§ **VORLIEGENDE ANGABEN**:
══════════
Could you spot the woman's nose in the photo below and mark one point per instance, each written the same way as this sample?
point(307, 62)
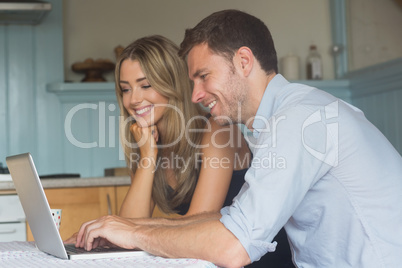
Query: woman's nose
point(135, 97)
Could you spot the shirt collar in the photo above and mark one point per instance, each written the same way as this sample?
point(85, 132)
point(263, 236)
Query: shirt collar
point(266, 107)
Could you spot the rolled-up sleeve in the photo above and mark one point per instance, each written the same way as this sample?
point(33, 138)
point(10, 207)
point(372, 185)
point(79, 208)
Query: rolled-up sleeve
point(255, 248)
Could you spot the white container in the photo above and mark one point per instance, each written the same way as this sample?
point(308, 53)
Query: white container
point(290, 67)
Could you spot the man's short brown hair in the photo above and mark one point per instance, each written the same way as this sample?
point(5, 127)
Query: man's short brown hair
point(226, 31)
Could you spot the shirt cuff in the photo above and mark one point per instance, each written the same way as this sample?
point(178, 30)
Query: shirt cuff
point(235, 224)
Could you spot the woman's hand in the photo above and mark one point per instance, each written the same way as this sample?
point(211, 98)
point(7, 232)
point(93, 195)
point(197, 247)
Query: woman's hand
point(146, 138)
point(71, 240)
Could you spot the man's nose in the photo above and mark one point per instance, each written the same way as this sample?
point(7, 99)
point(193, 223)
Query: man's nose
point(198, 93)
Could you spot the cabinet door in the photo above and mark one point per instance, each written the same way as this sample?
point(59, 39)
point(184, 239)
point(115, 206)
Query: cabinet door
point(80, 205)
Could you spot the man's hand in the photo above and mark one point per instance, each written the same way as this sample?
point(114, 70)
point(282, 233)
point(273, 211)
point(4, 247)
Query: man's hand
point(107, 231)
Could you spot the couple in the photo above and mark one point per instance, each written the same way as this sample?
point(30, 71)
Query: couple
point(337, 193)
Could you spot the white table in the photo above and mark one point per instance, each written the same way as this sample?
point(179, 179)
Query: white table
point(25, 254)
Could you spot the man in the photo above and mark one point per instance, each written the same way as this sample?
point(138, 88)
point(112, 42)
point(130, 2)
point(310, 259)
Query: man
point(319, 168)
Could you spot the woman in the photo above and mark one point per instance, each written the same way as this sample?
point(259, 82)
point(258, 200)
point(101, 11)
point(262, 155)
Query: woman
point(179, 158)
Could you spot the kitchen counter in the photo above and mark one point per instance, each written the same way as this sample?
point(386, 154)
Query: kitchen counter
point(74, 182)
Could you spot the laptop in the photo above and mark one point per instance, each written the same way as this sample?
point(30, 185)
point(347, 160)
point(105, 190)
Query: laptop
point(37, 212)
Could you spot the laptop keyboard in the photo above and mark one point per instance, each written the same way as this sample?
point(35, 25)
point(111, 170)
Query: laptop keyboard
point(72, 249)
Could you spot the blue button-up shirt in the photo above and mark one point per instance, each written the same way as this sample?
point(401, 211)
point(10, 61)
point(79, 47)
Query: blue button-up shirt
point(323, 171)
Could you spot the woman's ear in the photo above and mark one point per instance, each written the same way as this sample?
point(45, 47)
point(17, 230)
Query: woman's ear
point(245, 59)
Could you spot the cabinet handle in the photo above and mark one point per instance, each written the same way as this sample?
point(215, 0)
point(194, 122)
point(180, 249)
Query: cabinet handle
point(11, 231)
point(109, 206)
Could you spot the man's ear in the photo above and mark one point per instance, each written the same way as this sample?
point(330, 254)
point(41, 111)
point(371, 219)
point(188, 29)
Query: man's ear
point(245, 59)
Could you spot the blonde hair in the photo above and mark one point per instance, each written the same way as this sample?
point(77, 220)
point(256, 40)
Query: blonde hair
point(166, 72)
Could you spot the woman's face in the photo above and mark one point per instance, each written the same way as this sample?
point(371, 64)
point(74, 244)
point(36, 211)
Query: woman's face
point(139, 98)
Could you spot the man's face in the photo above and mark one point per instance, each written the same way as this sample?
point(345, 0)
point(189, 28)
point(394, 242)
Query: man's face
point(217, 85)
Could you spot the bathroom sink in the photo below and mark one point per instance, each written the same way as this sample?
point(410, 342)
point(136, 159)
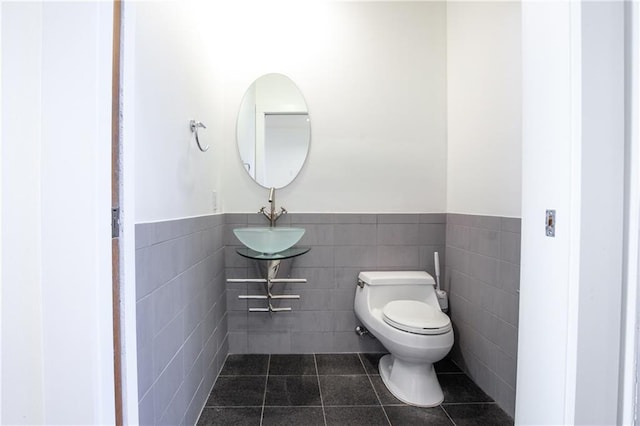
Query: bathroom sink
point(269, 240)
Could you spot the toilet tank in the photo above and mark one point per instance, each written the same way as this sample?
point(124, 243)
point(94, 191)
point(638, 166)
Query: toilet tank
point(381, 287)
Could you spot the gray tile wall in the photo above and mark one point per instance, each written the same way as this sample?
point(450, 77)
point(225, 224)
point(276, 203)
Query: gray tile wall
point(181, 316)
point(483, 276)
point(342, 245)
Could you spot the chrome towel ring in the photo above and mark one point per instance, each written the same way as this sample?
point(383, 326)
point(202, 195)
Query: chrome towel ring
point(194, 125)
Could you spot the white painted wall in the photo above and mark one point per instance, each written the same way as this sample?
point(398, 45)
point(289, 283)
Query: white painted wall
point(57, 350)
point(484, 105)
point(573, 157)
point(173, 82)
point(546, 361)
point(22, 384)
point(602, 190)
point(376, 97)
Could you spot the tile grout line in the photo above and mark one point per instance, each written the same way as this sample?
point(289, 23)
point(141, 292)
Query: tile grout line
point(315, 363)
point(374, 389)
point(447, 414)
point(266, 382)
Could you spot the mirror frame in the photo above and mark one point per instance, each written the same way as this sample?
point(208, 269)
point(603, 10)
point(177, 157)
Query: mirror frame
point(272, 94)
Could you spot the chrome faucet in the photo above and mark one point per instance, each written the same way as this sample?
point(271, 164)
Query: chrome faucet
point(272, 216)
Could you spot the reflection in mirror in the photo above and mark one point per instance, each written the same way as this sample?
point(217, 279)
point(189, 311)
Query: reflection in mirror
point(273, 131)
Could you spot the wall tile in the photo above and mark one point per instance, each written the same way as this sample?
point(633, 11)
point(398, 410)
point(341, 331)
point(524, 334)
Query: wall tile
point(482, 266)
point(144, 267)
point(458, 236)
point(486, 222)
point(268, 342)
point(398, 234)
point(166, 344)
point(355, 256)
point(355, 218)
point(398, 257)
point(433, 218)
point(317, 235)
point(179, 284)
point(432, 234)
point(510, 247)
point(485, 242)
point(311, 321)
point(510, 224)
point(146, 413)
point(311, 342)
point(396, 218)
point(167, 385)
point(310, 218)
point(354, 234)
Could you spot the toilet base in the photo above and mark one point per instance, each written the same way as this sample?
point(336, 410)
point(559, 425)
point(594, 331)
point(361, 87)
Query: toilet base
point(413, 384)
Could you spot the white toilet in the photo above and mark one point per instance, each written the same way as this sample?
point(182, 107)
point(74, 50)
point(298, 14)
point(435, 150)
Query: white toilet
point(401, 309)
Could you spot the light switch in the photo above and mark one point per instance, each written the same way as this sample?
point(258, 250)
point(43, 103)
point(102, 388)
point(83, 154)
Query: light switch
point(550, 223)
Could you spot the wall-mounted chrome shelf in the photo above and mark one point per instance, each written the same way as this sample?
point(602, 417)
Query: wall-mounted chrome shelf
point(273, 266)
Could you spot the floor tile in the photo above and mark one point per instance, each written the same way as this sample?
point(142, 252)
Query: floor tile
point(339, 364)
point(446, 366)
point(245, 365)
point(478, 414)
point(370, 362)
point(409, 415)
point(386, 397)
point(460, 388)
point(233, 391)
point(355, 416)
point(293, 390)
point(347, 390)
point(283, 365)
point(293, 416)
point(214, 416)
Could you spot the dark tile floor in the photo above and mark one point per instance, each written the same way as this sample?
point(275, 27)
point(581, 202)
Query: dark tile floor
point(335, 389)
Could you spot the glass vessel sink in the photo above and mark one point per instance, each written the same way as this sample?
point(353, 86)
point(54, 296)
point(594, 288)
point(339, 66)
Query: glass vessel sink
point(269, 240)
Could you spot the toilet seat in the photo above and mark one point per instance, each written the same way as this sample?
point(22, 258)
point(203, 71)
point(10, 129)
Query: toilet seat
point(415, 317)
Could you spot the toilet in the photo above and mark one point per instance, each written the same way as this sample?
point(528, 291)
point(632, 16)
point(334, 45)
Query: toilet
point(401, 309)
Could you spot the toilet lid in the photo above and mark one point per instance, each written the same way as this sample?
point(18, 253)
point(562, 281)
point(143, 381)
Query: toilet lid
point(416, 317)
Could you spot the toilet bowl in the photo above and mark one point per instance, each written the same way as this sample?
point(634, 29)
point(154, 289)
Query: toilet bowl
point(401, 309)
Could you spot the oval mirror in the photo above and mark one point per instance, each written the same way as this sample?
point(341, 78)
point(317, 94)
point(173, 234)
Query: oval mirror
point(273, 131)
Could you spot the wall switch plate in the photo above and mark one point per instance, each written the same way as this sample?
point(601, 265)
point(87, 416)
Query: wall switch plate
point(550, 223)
══════════
§ **IHRE AUFGABE**:
Geben Sie die Zeilen von der Zeile mit "Could you spot the shirt collar" bis zur Zeile mit "point(266, 107)" unverändert wieder, wobei beide Zeilen mit einbezogen sind.

§ **ENDERGEBNIS**:
Could you spot the shirt collar in the photo above and mark one point per instance, each written the same way as this sample?
point(85, 132)
point(263, 236)
Query: shirt collar
point(266, 107)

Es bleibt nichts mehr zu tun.